■ WHAT TO PRODUCE ■
From the passage below about Ardi and the direction of evolution, list every fossil it mentions by name.

Perhaps we’re being a bit too rough, though. Evolutionists believe our own origins lie buried in such fossils as Ardi, so it’s no wonder they have a desire to interpret such finds in the light of human evolution. But in the case of Ardi (and Ida, Lucy, etc.), good science abstains from making such untestable, presupposition-driven claims.

Given the number and scope of the papers presented this week on Ardi, it will take some time before creationists are confident in our conclusions on Ardi and her kin. Based on our first look, however, the facts seem solidly behind the idea that Ardi was a quadrupedal ape with relatively little in common with humans (i.e., no more than most apes); the key basis for the alleged Ardi–human link (which even the authors are hesitant to confirm) is the idea that it walked upright—an idea that even evolutionists have criticized. And we can’t forget that all of these conclusions are inferred from digital reconstructions and fallible reconstructions of bones that were in very bad shape.

Without having a live “Ardi” to observe, scientists will only ever be able to come to probabilistic conclusions about its characteristics. As far as we’re concerned, the evolutionary “threat” to creationists from Ardi is no more than that posed by Ida: viz., none.

2. ScienceNOW: “Dylan to Darwin: Don't Look Back

Evolution is a one-way street, new research confirms. So can it go only forward, or only backward?

Many readers are no doubt familiar with our frequent emphasis on the “direction” of genetic change: all observed mutations—the supposed foundation of evolution—either hold constant or reduce the amount of information in an organism’s genome. This is in direct contrast to what the grand story of evolution (i.e., from inorganic compounds to complex life in millions of years) needs: a mechanism to introduce new information in the genome. Naturally, then, news that evolution “doesn’t make U-turns” (in the words of ScienceNOW’s Michael Torrice) caught our attention.

A team led by evolutionary biologist Joseph Thornton of the University of Oregon reports new findings in Nature (“An Epistatic Ratchet Constrains the Direction of Glucocorticoid Receptor Evolution”). The team examined a protein called glucocorticoid receptor (GR), which helps control animals’ responses to the stress hormone cortisol. They hoped GR would help them answer the question of whether evolution can “go backward.” (The ScienceNOW report intriguingly notes that problems predating the study included a “lack [of] sufficient information about ancestral traits or how present-day traits evolved.”)

The researchers discovered that in its most “ancient” form, GR responded to two hormones, cortisol and aldosterone. But a more “recent” form responds only to cortisol. The team found thirty-seven amino acid differences between the two versions, but only two that were required to deactivate the aldosterone response. To answer their question (whether evolution can go backward), the scientists reverted the amino acids in the cortisol-only version of GR, hoping to “re”-enable the aldosterone response. However, the reversion not only failed to enact the aldosterone response; it destroyed GR’s ability to recognize any hormone (including cortisol)!

The problem was five of the remaining thirty-five amino acid differences: they played a part in knocking out the aldosterone-response ability as well; left unfixed, they caused the entire protein to fail after the scientists made their revisions. But because they cannot enable the aldosterone response themselves, natural selection could not act to preserve the changes in the unlikely event they “fixed themselves” (i.e., all spontaneously mutated back to the original/fully-functioning form). “They burn the bridge to return back to the ancestral function,” explained Thornton.

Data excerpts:
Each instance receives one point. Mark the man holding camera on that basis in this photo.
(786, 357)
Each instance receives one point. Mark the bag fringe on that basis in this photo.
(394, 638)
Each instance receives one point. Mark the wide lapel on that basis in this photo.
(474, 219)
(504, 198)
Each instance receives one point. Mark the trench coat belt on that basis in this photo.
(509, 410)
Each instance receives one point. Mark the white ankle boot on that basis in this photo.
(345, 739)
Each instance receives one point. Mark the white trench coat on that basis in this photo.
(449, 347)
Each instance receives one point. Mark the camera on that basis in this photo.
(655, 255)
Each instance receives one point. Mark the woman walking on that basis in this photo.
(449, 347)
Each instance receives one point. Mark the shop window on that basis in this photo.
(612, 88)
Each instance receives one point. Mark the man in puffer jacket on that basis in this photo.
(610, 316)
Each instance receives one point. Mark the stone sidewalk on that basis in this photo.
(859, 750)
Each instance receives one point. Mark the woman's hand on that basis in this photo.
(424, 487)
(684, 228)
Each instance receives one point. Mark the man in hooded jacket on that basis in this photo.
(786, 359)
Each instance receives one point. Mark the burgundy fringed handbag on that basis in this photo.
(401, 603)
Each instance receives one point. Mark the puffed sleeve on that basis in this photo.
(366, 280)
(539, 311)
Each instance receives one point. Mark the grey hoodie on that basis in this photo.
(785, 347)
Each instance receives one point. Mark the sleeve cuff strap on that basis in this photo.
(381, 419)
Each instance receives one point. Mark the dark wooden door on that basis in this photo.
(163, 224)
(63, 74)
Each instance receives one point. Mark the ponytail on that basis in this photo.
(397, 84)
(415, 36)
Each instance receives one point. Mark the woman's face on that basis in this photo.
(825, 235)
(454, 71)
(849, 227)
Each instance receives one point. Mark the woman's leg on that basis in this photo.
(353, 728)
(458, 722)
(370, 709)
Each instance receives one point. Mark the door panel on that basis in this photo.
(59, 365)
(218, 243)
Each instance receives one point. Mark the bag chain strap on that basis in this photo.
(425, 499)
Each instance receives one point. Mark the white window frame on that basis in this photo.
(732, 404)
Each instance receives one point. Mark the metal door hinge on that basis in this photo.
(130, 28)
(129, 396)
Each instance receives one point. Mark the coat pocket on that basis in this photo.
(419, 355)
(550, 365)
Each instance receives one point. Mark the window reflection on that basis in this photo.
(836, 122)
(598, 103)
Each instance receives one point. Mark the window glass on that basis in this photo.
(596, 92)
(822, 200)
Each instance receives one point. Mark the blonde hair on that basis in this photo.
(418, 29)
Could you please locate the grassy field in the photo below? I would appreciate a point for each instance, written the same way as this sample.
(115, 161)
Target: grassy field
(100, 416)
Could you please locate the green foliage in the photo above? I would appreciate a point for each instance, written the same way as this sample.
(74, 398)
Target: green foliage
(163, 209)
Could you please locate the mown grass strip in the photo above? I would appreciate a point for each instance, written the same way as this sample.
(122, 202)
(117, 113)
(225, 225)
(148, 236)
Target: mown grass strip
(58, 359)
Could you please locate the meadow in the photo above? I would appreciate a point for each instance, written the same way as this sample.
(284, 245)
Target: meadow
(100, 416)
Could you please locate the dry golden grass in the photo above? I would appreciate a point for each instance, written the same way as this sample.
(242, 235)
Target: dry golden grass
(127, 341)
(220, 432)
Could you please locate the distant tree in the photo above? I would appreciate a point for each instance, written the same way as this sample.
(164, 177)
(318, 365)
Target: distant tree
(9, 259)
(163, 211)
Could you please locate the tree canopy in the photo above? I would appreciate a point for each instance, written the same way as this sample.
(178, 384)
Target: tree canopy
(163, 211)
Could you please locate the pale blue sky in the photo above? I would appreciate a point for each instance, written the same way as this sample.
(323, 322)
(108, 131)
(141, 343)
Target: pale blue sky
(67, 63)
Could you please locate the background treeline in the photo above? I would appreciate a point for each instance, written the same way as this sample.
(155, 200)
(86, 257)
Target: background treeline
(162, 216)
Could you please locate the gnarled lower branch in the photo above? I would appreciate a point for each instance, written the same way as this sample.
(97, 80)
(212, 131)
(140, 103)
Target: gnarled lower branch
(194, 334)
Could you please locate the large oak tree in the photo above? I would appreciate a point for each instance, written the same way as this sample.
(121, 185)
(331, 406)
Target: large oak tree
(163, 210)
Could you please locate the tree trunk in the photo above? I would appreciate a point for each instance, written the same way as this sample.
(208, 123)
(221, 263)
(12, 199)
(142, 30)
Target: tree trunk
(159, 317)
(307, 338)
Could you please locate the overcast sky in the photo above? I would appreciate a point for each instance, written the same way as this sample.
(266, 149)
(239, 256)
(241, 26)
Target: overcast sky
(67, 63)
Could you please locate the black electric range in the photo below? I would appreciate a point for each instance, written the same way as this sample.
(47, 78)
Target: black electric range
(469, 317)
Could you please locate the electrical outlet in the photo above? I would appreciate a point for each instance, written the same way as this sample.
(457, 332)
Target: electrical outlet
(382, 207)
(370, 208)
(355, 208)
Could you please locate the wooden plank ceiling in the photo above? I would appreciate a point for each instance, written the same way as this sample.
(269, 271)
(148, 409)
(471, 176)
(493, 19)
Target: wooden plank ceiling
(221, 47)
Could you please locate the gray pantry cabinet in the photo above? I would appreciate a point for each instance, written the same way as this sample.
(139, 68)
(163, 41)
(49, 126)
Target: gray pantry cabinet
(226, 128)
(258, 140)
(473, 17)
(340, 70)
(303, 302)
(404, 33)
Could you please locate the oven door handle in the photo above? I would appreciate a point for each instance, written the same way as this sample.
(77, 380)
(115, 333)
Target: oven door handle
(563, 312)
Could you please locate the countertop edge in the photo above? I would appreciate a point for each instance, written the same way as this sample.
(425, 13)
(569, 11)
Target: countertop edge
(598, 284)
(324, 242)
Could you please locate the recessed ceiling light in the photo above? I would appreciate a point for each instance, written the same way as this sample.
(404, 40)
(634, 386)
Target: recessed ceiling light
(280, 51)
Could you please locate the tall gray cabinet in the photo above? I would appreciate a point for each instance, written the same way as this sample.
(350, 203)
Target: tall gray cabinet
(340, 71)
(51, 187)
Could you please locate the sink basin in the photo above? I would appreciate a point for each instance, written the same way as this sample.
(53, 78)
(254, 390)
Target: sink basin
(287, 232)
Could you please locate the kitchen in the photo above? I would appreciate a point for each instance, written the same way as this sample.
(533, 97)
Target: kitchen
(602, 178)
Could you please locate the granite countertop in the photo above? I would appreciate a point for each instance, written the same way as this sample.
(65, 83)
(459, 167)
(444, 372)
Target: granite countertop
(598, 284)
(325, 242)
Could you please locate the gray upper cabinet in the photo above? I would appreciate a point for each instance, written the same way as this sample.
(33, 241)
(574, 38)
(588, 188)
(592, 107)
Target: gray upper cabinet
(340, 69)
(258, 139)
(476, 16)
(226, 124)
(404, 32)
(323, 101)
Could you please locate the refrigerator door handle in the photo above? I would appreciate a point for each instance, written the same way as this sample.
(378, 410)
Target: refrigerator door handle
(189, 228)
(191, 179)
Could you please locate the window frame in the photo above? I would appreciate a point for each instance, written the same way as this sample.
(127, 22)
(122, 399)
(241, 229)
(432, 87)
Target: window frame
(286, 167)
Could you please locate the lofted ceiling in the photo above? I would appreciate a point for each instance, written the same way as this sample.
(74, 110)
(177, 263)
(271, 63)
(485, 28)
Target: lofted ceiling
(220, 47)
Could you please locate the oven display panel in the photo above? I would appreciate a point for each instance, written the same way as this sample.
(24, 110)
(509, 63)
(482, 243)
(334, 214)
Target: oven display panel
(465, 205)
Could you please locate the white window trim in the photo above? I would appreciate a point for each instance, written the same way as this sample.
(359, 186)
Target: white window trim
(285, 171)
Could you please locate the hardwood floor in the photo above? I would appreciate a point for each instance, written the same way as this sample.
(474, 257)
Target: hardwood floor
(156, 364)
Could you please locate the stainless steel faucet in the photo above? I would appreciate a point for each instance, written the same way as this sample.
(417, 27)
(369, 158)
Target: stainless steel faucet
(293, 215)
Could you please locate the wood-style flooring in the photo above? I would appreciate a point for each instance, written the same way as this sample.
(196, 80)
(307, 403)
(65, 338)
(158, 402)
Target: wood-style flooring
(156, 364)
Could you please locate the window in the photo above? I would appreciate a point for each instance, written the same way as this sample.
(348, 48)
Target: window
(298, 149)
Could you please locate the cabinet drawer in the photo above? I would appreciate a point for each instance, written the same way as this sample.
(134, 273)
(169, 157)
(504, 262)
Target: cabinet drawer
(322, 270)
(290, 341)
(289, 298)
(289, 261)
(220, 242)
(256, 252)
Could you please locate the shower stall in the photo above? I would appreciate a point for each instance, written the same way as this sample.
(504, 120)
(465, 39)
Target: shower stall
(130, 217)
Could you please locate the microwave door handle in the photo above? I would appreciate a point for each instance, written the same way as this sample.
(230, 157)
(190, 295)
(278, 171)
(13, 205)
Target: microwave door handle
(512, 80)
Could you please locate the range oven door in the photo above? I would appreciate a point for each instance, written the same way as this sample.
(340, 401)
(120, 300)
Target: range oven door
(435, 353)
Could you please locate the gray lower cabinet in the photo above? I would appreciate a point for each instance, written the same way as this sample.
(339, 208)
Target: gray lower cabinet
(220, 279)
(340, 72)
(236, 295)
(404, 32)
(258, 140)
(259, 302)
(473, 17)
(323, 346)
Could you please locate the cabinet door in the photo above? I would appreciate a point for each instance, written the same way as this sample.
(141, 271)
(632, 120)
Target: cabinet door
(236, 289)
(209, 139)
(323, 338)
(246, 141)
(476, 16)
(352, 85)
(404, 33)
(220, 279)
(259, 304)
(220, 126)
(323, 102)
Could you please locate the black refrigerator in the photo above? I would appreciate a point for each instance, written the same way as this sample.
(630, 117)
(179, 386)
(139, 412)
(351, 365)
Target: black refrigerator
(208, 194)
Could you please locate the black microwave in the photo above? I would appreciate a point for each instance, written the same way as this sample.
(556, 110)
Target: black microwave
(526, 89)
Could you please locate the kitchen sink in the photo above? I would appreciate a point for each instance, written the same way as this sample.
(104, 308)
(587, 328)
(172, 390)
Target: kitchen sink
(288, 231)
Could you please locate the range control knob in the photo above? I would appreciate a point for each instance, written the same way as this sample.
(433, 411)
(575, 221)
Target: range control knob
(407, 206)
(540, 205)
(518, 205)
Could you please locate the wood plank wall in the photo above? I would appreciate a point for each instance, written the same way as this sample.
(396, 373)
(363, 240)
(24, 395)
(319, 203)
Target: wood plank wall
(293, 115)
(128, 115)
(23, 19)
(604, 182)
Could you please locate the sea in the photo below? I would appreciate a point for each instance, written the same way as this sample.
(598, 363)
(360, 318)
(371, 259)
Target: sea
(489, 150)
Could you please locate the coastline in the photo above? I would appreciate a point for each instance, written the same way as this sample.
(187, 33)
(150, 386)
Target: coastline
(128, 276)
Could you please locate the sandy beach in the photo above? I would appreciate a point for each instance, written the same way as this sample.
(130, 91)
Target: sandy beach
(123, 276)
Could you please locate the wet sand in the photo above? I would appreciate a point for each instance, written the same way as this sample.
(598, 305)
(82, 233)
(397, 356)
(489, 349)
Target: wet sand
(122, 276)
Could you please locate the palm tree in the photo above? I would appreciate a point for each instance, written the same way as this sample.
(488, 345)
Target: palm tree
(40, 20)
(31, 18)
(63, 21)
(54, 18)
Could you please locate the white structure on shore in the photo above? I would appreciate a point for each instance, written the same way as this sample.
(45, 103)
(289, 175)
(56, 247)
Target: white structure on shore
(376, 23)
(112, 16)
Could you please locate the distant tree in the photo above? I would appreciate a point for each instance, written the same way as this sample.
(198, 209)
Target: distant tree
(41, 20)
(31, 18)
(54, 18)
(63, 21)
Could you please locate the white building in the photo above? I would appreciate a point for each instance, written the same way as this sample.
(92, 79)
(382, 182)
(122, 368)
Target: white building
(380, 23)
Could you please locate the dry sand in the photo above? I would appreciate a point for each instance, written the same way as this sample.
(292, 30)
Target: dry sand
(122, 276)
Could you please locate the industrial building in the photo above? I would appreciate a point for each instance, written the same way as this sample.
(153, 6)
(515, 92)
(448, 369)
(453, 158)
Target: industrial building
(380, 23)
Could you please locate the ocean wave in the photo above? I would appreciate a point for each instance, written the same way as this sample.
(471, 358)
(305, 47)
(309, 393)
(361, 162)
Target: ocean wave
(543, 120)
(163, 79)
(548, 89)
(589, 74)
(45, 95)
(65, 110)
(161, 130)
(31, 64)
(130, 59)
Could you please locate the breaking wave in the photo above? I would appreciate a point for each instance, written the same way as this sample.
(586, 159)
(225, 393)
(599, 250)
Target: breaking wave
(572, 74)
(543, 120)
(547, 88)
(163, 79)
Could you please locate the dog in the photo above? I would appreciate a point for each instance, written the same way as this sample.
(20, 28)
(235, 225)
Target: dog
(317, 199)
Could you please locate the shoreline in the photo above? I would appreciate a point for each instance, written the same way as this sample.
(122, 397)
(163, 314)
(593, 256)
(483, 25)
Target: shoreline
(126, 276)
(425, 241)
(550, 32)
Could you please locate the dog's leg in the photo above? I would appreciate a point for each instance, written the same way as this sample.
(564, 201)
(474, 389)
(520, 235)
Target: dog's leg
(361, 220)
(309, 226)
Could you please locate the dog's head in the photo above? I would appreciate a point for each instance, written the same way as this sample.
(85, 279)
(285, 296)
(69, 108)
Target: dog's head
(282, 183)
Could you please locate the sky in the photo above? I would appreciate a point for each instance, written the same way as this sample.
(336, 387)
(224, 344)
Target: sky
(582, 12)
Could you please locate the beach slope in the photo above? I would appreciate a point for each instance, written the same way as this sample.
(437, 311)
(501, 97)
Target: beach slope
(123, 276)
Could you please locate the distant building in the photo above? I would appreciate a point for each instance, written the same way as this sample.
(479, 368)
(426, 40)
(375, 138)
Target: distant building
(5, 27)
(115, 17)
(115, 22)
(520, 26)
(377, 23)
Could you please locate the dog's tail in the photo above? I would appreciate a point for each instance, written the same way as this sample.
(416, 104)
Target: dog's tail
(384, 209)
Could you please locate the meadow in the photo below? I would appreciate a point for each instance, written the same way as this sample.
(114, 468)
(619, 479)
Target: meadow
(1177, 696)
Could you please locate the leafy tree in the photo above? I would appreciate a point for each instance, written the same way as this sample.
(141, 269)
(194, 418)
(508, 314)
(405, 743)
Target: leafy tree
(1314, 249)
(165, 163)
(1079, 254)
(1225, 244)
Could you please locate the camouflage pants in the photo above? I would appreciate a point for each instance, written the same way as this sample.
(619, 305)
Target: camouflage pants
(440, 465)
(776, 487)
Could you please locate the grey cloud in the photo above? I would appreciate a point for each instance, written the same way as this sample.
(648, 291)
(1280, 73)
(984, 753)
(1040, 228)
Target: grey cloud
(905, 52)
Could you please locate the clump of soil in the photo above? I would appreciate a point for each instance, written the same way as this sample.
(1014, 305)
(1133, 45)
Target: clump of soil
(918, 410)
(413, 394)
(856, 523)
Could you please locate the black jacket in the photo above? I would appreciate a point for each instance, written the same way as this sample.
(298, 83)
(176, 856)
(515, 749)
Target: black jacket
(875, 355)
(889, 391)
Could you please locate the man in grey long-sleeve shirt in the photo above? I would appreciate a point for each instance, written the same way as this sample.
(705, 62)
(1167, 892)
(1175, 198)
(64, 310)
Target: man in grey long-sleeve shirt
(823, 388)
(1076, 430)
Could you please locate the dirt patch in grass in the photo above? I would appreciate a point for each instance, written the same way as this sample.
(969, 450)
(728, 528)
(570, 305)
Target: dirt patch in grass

■ SOLUTION FOR THIS TASK ■
Ardi, Ida, Lucy